Pull out every line in the items below that contains the word "black".

++++++++++++++++++++

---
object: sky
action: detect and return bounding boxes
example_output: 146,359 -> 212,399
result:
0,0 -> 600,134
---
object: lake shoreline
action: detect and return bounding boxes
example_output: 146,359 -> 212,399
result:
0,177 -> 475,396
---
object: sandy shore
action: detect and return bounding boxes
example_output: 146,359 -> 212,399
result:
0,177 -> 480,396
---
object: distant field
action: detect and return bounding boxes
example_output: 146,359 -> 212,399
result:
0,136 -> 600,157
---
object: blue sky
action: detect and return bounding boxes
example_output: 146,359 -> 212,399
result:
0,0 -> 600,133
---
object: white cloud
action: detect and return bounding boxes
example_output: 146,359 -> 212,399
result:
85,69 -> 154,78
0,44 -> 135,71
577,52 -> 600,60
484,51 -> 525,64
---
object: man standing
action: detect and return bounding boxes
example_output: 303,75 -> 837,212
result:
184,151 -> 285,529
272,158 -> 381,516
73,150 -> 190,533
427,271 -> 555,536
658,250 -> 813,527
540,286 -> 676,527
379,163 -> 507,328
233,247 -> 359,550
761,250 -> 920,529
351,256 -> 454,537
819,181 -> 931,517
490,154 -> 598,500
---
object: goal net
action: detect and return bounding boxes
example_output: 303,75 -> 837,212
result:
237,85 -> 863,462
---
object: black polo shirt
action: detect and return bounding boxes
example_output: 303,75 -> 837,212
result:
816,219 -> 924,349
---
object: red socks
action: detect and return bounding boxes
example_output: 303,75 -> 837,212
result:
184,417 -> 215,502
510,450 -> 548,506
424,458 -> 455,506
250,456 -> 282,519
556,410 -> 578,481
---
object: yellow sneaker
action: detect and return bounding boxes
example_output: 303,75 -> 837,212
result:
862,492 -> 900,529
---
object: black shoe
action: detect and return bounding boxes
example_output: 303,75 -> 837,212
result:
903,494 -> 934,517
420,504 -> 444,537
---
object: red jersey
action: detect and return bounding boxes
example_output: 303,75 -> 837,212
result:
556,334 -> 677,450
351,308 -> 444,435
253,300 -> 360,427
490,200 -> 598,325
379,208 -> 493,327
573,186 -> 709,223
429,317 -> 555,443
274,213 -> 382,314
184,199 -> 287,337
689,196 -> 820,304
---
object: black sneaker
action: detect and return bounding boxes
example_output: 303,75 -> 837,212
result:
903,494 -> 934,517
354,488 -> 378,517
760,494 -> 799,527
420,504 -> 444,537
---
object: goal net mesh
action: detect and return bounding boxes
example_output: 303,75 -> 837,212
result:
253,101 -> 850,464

++++++++++++++++++++

## COMPLETE RESPONSE
object: black polo shirt
object: black shoe
object: black sneaker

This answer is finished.